** DOCUMENT TEXT follows **

A remarkably clear example of that tendency can be found in an ad that won plaudits on Twitter last week for its imagined efficacy. It was the work of the fittingly named pro-Biden super PAC Unite the Country. “Crisis comes to every presidency,” the narrator intones over shots of first George H.W. Bush, then Barack Obama in the situation room (with Biden alongside him), and then, for some reason, George W. Bush holding the bullhorn in the wreckage of the World Trade Center, and, finally, Ronald Reagan. “We don’t blame them for that,” the narrator continues. “What matters is how they handle it.”
In its cringing attempt to assign some responsibility to the president without seeming to blame him (or, in other words, to do politics), and in its implied absolution of how Republican presidents going back to Reagan mishandled their own crises, the ad exposes a generation of Democratic timidity. The people who scripted the line “Donald Trump didn’t create coronavirus” are either terrified of fact-checkers or convinced there is a vast swath of the electorate that will reward a campaign for being scrupulously fair in an attack ad. (Likely both.)
The shot of Reagan brought to mind a now largely forgotten moment in the 2016 presidential contest. In an interview at Nancy Reagan’s funeral, Hillary Clinton mentioned the late first lady’s history of medical research advocacy. Completely unprompted, she offered praise for both of the Reagans’ work on the HIV/AIDs epidemic. “Because of both President and Mrs. Reagan, in particular, Mrs. Reagan, we started national conversation when before no one would talk about it, no one wanted to do anything about it,” Clinton claimed, “and that, too, is something that I really appreciated, with her very effective, low-key advocacy.”
This, as anyone who remembers the 1980s (as Hillary Clinton undoubtedly does) could tell you, is utterly unmoored from reality. It bears no resemblance to the public record.
The campaign clarified, unclarifyingly, that Clinton “misspoke,” but if it was just meaningless laudatory vamping, it was also telling: The desire among some Democrats to welcome Republicans as responsible governing partners is so powerful that it literally causes them to misremember history they lived through.
So we come to a point when Joe Biden—who last year said he’d take Trump “behind the gym and beat the hell out of him” if they were in high school—now expresses what sounds like hope that Trump’s poll numbers will rise, because he believes that this will finally spur our singularly irresponsible president to act responsibly.

** End of DOCUMENT TEXT **
** SOURCE DATA follows **

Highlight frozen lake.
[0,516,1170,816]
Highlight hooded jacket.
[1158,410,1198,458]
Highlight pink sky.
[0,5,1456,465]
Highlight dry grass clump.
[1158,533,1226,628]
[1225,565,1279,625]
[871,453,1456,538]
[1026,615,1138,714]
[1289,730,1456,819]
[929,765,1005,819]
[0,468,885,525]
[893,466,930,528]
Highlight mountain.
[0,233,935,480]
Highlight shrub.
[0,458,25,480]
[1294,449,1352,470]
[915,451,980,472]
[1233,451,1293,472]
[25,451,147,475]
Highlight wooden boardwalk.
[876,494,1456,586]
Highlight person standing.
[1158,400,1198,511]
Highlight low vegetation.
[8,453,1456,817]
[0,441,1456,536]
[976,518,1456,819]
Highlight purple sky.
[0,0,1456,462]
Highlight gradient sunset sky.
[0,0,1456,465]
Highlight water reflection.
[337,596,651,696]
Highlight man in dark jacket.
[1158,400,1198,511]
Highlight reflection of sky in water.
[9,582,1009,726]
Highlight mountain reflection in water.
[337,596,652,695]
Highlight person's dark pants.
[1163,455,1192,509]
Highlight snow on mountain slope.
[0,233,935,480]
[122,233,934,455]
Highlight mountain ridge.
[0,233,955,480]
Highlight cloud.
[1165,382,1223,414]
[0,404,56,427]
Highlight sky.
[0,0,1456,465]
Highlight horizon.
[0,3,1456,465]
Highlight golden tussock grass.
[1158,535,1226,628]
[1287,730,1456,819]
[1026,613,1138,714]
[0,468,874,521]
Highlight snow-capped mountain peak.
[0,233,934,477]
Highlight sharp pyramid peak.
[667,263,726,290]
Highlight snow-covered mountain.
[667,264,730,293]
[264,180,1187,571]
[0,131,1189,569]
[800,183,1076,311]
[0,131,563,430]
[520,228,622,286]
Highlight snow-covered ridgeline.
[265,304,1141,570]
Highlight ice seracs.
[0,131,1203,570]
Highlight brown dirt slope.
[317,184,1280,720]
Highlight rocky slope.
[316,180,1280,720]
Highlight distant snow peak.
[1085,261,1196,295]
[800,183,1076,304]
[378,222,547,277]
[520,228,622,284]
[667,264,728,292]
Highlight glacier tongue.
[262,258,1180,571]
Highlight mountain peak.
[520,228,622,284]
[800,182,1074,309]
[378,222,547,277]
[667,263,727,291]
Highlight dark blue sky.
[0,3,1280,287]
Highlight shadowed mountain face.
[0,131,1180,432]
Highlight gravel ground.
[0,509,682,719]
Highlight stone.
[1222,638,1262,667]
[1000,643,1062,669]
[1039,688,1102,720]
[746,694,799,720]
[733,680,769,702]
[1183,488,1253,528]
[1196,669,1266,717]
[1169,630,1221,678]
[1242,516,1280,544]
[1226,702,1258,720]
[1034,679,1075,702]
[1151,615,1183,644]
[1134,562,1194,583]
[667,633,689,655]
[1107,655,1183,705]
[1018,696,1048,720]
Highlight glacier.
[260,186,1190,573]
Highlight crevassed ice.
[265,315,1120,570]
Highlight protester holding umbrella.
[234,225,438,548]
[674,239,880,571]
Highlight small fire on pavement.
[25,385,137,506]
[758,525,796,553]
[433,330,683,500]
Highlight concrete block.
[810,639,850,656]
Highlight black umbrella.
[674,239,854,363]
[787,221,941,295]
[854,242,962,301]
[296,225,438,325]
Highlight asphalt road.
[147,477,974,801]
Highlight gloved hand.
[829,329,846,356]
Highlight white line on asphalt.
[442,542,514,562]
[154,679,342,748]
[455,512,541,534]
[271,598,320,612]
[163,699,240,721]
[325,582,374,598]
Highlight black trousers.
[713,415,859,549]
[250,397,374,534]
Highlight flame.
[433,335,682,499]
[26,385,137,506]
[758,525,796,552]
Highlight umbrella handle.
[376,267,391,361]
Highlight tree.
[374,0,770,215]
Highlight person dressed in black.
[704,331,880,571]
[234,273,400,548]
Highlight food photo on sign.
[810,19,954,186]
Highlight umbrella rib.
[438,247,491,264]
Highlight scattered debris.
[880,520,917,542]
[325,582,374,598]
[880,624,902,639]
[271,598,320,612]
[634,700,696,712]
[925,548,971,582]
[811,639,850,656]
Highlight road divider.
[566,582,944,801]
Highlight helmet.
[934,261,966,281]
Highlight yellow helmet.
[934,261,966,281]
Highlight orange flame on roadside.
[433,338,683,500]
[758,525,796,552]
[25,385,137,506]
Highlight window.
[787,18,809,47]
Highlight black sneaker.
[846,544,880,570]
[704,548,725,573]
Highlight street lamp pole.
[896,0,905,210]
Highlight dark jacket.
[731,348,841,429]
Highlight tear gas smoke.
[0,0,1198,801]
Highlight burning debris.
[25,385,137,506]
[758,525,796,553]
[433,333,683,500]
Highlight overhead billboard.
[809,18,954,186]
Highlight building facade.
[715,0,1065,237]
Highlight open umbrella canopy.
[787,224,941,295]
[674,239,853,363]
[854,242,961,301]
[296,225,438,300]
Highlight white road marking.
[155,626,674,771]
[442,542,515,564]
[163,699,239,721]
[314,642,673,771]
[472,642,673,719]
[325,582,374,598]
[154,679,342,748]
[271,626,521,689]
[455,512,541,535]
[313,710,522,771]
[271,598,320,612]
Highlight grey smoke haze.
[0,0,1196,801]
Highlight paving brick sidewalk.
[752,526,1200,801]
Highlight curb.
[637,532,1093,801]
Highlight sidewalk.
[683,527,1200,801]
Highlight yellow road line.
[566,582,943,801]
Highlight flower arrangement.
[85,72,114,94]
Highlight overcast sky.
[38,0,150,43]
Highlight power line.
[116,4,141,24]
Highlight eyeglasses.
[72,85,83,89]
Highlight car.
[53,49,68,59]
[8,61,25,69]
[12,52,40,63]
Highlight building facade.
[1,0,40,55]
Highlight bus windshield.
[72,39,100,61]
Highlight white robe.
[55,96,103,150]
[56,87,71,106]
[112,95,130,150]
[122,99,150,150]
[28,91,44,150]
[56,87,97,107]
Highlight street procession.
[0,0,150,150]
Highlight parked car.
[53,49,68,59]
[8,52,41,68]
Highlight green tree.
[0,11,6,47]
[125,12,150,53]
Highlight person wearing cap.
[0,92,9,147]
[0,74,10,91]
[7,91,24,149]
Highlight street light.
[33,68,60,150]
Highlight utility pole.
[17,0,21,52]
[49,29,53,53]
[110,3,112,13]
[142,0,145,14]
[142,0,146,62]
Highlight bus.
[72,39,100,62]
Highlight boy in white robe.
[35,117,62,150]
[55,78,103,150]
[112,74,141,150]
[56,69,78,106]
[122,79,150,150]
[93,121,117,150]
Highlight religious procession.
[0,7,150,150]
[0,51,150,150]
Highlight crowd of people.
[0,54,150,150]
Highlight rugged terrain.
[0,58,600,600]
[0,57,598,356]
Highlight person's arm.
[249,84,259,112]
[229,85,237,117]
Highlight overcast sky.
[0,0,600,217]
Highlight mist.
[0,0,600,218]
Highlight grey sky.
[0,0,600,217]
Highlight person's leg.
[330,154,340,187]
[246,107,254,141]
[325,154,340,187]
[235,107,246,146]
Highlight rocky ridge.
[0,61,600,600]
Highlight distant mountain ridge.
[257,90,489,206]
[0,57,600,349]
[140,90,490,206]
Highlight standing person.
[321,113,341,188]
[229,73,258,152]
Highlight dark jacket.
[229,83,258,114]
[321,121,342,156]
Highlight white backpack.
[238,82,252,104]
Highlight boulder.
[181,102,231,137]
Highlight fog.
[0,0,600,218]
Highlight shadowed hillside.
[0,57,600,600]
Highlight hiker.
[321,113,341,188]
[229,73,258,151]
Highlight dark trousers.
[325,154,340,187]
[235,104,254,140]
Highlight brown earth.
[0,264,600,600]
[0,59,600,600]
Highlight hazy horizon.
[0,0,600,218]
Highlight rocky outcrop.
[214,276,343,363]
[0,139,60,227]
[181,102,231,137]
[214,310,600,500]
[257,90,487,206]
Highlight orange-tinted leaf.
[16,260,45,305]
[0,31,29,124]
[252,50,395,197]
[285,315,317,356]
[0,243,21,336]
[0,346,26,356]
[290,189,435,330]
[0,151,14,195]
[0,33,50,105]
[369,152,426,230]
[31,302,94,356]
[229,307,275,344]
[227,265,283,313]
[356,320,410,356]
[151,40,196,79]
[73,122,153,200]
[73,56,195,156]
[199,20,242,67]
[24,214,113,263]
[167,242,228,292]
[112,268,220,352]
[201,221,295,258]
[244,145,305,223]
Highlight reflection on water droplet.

** End of SOURCE DATA **

• APPLY WHAT YOU READ:
(1) From the piece on the pro-Biden ad, list the four presidents shown in the ad's shots, in the order the text gives them.
(2) Copy out the stretch of the piece on the pro-Biden ad from "So we come to" through "to act responsibly.".

• EXPECTED OUTPUTS:
(1) George H.W. Bush, Barack Obama, George W. Bush, Ronald Reagan

(2)
So we come to a point when Joe Biden—who last year said he’d take Trump “behind the gym and beat the hell out of him” if they were in high school—now expresses what sounds like hope that Trump’s poll numbers will rise, because he believes that this will finally spur our singularly irresponsible president to act responsibly.